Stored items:
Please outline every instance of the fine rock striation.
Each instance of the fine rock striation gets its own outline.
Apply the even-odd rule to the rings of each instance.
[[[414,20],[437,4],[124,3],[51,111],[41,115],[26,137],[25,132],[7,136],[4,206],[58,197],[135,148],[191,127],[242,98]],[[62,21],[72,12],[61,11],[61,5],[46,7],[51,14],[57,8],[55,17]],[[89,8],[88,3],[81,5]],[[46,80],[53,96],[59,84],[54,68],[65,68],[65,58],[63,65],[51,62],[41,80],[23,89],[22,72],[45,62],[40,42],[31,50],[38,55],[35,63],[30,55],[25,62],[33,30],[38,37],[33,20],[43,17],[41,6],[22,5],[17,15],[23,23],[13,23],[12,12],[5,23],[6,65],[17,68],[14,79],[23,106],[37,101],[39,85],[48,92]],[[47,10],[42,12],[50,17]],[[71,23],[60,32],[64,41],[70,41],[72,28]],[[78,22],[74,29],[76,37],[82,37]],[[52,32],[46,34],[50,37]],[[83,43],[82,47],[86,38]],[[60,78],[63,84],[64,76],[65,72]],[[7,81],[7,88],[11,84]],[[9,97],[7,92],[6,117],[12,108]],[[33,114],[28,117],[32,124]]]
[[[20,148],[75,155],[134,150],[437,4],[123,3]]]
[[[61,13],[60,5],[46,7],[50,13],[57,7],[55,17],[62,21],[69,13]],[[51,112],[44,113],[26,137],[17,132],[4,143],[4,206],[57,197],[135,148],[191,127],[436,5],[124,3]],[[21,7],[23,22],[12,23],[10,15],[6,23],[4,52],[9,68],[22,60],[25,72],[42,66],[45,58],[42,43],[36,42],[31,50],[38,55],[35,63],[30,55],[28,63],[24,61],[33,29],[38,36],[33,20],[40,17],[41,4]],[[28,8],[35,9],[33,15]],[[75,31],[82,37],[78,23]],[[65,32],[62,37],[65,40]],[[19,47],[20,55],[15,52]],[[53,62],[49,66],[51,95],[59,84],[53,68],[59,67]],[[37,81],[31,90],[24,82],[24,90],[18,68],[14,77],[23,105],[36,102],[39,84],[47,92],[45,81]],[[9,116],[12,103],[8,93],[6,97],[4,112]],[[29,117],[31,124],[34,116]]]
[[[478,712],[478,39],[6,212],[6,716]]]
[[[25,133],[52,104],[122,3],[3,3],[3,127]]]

WHAT IS EXPECTED:
Your answer must be the lines from the first line of the records through the line containing "Each instance of", copied exactly.

TASK OUTPUT:
Please outline every instance of the fine rock striation.
Each instance of the fine rock striation gets its own outline.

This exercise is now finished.